## PROBLEM TO SOLVE
Recast the items as a two-column CSV with the header row text,answer. Cover only the items from the line containing "Referring to the image provided, outline the black" through the line containing "[0,35,29,39]", both lines included. Give one row per item, putting each value in a quoted field and turning line breaks into spaces.

## EXERCISE INPUTS
★ ★ ★ ★

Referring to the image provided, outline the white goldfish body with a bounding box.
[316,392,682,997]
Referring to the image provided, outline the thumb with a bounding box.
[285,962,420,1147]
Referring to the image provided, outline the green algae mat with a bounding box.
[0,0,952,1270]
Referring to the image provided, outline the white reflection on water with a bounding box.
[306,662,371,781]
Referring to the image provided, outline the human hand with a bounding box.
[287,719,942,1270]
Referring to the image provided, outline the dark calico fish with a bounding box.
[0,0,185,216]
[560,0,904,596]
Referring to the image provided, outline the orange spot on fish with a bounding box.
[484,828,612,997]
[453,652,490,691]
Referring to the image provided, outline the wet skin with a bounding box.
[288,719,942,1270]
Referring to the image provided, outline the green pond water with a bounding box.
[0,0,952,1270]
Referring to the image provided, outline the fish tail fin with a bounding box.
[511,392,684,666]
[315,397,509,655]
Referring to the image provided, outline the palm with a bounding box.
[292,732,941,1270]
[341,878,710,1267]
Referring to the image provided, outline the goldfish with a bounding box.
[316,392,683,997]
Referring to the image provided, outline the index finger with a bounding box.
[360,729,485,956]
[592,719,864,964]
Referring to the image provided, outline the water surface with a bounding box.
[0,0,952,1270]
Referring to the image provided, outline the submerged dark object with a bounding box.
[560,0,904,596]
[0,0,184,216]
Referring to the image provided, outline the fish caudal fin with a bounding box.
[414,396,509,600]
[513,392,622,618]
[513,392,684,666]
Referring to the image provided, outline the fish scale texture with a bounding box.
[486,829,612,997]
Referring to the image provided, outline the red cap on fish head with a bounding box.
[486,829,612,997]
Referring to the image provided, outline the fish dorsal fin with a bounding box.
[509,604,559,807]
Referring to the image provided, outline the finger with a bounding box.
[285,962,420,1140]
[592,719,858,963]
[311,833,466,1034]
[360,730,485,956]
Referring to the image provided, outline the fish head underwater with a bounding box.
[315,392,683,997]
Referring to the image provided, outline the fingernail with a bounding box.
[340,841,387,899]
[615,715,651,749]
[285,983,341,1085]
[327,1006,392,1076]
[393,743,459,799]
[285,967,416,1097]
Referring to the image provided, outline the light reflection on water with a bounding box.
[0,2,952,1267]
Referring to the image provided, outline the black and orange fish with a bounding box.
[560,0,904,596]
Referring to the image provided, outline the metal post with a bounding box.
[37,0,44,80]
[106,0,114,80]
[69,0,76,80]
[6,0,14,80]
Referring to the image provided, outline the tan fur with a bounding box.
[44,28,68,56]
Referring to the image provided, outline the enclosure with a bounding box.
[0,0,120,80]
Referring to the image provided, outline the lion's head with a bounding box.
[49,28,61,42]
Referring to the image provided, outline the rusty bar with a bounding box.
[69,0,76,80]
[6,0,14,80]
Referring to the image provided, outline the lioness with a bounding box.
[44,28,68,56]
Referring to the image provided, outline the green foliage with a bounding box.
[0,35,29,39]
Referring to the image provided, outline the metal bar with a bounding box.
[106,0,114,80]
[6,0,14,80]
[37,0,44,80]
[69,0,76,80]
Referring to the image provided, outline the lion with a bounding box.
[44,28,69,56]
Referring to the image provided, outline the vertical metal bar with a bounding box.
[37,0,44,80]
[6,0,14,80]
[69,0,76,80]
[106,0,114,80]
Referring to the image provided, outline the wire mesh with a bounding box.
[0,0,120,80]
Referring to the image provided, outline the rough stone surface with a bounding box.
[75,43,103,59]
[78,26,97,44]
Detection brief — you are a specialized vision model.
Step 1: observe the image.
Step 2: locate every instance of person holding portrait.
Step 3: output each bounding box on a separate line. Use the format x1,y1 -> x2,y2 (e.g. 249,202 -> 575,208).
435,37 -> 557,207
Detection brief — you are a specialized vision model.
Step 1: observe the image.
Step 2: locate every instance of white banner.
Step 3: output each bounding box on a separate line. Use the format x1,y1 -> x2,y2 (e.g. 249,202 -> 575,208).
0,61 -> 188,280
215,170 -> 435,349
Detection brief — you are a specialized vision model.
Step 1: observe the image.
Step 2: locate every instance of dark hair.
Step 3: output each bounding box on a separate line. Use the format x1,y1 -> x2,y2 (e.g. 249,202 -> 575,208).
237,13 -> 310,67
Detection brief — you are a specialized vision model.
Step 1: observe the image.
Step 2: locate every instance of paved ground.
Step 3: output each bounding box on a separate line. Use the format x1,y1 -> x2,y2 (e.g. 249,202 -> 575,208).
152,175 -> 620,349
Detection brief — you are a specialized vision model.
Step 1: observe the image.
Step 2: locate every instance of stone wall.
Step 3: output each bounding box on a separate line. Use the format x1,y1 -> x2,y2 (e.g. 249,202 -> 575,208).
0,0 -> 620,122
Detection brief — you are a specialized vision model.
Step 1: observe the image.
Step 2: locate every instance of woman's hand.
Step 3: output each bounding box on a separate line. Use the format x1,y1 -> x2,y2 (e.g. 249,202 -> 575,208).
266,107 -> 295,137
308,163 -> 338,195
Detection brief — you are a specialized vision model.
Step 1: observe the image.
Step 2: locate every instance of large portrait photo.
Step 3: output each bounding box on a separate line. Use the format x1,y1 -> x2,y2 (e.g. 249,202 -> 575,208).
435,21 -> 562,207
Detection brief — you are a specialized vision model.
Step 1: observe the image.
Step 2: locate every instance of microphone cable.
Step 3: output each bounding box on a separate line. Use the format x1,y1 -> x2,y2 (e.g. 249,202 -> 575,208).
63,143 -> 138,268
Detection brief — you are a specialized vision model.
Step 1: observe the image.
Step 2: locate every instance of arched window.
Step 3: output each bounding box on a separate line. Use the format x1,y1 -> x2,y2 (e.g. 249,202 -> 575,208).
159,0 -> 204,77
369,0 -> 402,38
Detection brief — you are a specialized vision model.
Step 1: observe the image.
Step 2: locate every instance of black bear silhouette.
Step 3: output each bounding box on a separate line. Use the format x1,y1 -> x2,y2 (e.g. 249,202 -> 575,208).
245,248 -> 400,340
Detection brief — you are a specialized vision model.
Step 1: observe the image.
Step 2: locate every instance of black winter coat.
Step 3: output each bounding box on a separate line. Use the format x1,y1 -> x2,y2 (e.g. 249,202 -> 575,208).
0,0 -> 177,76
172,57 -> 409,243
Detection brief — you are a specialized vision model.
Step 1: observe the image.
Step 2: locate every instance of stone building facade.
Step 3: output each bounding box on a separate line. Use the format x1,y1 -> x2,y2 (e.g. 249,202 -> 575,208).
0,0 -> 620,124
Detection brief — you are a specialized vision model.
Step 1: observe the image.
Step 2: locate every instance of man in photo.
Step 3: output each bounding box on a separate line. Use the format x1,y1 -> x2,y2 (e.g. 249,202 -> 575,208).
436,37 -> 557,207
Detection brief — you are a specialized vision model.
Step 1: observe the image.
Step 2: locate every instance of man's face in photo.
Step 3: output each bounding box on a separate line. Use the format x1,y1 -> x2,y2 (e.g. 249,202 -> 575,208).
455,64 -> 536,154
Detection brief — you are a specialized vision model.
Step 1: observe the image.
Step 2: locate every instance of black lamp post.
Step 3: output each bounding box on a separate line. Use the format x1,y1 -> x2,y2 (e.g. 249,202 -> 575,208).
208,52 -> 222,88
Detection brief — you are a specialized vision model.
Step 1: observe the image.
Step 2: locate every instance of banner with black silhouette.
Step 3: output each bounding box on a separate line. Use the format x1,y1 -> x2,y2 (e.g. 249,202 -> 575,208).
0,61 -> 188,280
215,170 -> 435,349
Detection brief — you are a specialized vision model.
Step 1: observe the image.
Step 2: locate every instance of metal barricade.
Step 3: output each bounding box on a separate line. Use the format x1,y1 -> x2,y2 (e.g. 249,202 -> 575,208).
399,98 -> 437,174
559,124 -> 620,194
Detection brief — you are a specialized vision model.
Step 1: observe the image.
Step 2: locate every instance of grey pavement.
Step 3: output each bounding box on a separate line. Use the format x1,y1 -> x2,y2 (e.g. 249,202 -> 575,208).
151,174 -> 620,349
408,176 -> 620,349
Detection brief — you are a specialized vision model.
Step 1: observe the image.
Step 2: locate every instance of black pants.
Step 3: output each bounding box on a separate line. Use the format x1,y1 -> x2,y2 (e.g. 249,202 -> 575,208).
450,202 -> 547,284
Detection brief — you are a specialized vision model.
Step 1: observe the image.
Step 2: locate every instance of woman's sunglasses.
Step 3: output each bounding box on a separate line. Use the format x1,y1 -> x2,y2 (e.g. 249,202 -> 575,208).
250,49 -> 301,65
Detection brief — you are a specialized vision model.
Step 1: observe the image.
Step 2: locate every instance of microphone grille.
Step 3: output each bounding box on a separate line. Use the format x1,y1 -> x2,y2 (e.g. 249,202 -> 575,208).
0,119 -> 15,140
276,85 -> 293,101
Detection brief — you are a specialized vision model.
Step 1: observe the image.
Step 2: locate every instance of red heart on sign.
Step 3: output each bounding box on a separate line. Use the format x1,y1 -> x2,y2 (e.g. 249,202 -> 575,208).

★ ★ ★ ★

## RESPONSE
text,answer
"Referring to the image provided, outline the black and orange fish with a bounding box.","[560,0,904,596]"
"Referring to the image provided, outline the metal post with a bounding box.","[37,0,44,80] [106,0,114,80] [69,0,76,80] [6,0,14,80]"
"Referring to the image provided, outline the tan fur with a bounding box.","[44,28,68,56]"
"Referring to the image provided, outline the enclosure with a bounding box.","[0,0,120,80]"
"Referring to the image provided, outline the lion's head with a bounding box.","[49,28,61,42]"
"Referring to the image provided, outline the rusty bar with a bounding box.","[69,0,76,80] [6,0,14,80]"
"Referring to the image provided, outline the lioness with a bounding box.","[44,28,68,56]"
"Referring to the image provided, outline the green foliage with a bounding box.","[0,35,29,39]"